Sutherland Healthcare helps digitize human experiences

Northwell Health
Sutherland Global
3 min
Engineer human healthcare experiences that truly matter with Sutherland Healthcare

Sutherland Healthcare is a partner in your quest to achieve the Quadruple Aim of improving patient experience, clinical experience, and health outcomes—while lowering costs. They help optimise the value potential of the technologies at hand, remapping existing processes into end-to-end solutions that advance the art of the possible. 

Exposing clients to the value of automation and analytics, Sutherland Healthcare ramps up those capabilities into “service as opportunity” as appetite and ability permit. They free up capital, energy and leadership attention for core competencies and leverage what others can do better, growing their client teams’ skills and capabilities for future success. 

“We serve clients from back-office processes, through to the end-of-customer experience and along the way, leverage big data and deep analytics,” said Matthew Collier, CEO of Sutherland Healthcare.

“We bring a deep domain expertise to each industry, particularly in healthcare,” commented Collier who stresses they meet their clients wherever they are on their digital transformation journey. “From the earliest spectrum of outsourcing through to the point of cloud, we can meet them.”

Founded in 1986, Sutherland Healthcare is a global organisation with over 15 locations and 5000+ employees including healthcare development, analytics and data science teams. With an average Net Promoter Score (NPS) of 80, Sutherland Healthcare uses proprietary analytics, omnichannel and back-office platforms, bots and tools.  They work with six of the top 10 US health plans and more than 100 health industry clients – from stand-alone hospitals to large health systems and medtech companies.

For 12 years, Sutherland has been a partner of Northwell Health - New York’s largest health system serving 11 million people.  

“This has been a true partnership and the outcomes have been really impressive,” said Collier who pointed out the following savings:

  • 15 per cent year over year cash collections
  • 37 per cent reduction in bad debt 
  • 18 per cent decrease in average AR days 
  • 15 per cent increase in our engagement 

The company heritage of being a “future-ready organisation” came to fruition during the pandemic. “By having deeply digital technology enabled service in the RCM arena, we were able to flex up and down with demands from clients,” said Collier.

“Most health systems will tell you that their data is a gold mine both for clinical benefit and economic value.  A more apt description is that it is like an underground oil field which is not very useful. But by partnering with us we can help extract that oil and put that data in the cloud. We can help to refine that oil using our proprietary data monetisation tools to make that data interoperable.”

“Within the first three weeks of COVID-19 we had everyone globally working from home. A treasure trove of technologies enabled us to do that effectively while safeguarding  Protected Health Information (PHI). 

“Sutherland is at its heart, a tech enabled services company and that gives us the edge when the best solution is neither a technology or services solution, but rather the hybrid of the two.”

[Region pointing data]
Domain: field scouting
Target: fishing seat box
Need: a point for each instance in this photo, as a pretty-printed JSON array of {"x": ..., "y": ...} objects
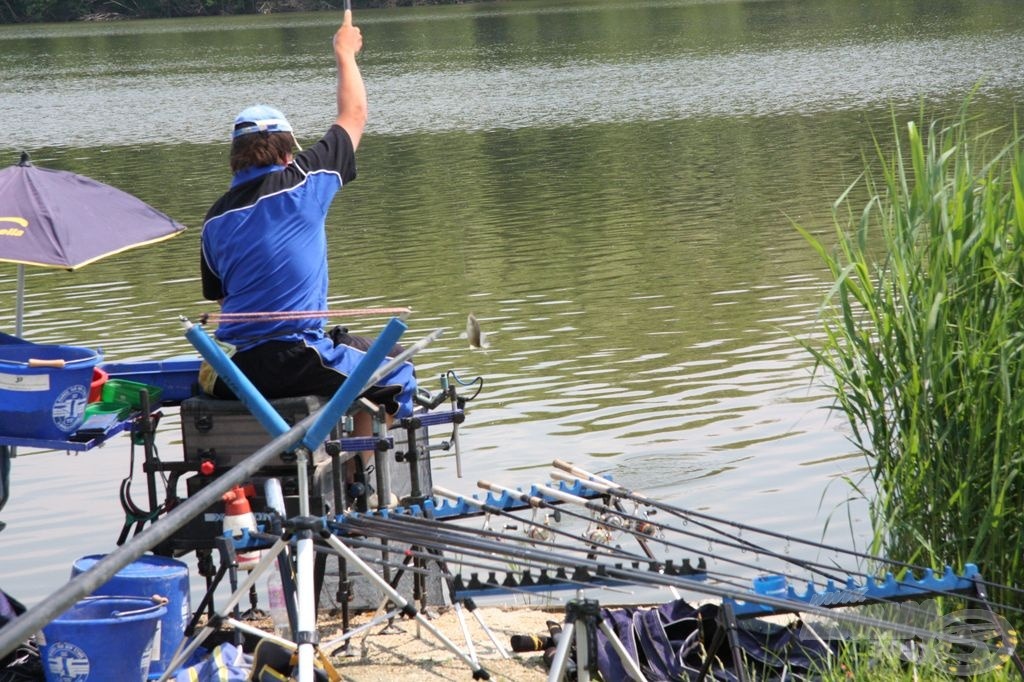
[{"x": 225, "y": 432}]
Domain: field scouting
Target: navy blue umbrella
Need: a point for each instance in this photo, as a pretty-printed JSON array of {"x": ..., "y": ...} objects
[{"x": 52, "y": 218}]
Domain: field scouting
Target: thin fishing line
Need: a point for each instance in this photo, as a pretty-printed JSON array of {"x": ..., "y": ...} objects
[
  {"x": 809, "y": 564},
  {"x": 384, "y": 528},
  {"x": 616, "y": 489},
  {"x": 655, "y": 579},
  {"x": 299, "y": 314}
]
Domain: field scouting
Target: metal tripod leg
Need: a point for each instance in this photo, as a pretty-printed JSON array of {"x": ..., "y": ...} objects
[
  {"x": 589, "y": 612},
  {"x": 186, "y": 648},
  {"x": 407, "y": 609},
  {"x": 561, "y": 658}
]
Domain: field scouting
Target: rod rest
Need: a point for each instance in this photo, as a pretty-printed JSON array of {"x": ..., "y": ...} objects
[
  {"x": 560, "y": 579},
  {"x": 433, "y": 419},
  {"x": 358, "y": 444},
  {"x": 449, "y": 509},
  {"x": 871, "y": 590}
]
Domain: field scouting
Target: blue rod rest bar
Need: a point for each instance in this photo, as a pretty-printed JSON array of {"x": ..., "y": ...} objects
[
  {"x": 852, "y": 593},
  {"x": 352, "y": 386},
  {"x": 238, "y": 382}
]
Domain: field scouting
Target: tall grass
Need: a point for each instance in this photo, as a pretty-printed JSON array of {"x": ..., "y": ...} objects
[{"x": 924, "y": 333}]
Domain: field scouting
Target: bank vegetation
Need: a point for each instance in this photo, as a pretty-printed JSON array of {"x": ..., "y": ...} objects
[
  {"x": 30, "y": 11},
  {"x": 924, "y": 336}
]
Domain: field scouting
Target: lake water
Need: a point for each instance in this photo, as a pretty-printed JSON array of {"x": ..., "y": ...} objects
[{"x": 608, "y": 186}]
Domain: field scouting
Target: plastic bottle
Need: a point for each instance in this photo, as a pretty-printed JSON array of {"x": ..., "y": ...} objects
[
  {"x": 279, "y": 609},
  {"x": 239, "y": 515}
]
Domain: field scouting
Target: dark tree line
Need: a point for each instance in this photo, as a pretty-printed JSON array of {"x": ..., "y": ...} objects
[{"x": 26, "y": 11}]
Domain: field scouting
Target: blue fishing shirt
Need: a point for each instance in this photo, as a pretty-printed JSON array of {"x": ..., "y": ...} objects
[{"x": 264, "y": 247}]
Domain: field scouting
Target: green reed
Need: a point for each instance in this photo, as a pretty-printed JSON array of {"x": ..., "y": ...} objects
[{"x": 923, "y": 336}]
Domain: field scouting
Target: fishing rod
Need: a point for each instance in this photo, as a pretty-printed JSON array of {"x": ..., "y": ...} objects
[
  {"x": 979, "y": 598},
  {"x": 600, "y": 508},
  {"x": 434, "y": 552},
  {"x": 485, "y": 545},
  {"x": 608, "y": 486},
  {"x": 271, "y": 315},
  {"x": 825, "y": 592},
  {"x": 540, "y": 529}
]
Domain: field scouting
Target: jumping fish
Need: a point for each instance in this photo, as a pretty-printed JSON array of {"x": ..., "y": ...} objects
[{"x": 477, "y": 339}]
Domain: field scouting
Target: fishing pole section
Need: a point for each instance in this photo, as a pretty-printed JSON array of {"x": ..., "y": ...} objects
[{"x": 742, "y": 598}]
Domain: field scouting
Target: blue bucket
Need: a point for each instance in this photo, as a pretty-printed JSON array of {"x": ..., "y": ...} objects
[
  {"x": 142, "y": 578},
  {"x": 101, "y": 639},
  {"x": 44, "y": 389}
]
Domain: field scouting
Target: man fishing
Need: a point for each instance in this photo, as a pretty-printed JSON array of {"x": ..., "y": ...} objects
[{"x": 264, "y": 252}]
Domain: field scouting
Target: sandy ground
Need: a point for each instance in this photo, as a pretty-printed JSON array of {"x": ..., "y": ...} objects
[{"x": 408, "y": 650}]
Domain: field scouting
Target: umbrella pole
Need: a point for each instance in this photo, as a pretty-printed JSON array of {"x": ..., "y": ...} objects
[{"x": 19, "y": 301}]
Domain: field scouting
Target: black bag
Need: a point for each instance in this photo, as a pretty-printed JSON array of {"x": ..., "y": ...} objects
[{"x": 24, "y": 664}]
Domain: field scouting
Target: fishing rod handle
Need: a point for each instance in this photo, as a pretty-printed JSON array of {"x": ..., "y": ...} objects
[
  {"x": 566, "y": 497},
  {"x": 517, "y": 495},
  {"x": 593, "y": 483}
]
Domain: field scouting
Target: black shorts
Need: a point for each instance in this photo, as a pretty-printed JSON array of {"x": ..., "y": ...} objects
[{"x": 289, "y": 369}]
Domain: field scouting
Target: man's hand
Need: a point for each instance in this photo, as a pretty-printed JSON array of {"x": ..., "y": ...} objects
[
  {"x": 351, "y": 91},
  {"x": 348, "y": 39}
]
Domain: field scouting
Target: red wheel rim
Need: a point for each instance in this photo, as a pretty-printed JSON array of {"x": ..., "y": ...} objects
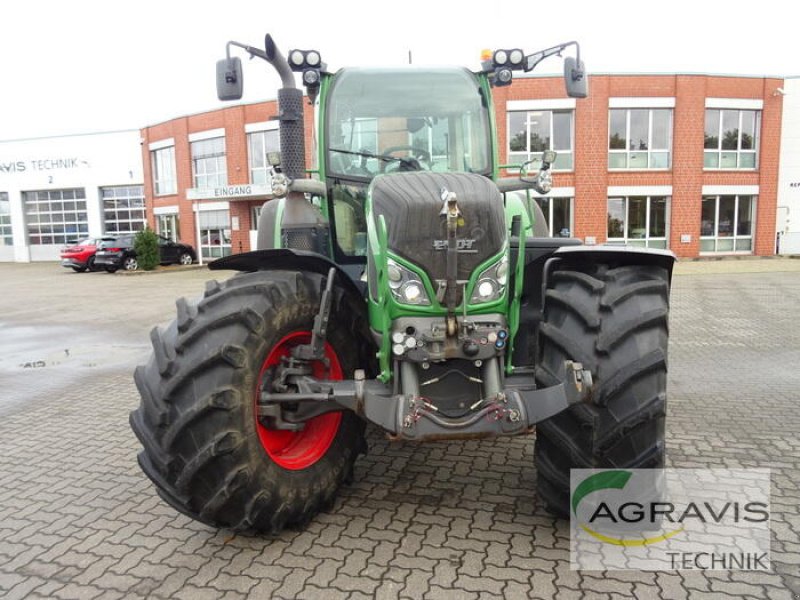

> **COMPLETE THE FOLLOWING**:
**A.** In the article on Sutherland Healthcare above, retype everything from "Exposing clients to" down to "of Sutherland Healthcare.".
**B.** According to the Sutherland Healthcare article, which outcomes did Collier point out from the partnership with Northwell Health? List every one.

> **RESPONSES BY TASK**:
**A.**
Exposing clients to the value of automation and analytics, Sutherland Healthcare ramps up those capabilities into “service as opportunity” as appetite and ability permit. They free up capital, energy and leadership attention for core competencies and leverage what others can do better, growing their client teams’ skills and capabilities for future success. 

“We serve clients from back-office processes, through to the end-of-customer experience and along the way, leverage big data and deep analytics,” said Matthew Collier, CEO of Sutherland Healthcare.

**B.**
- 15 per cent year over year cash collections
- 37 per cent reduction in bad debt
- 18 per cent decrease in average AR days
- 15 per cent increase in our engagement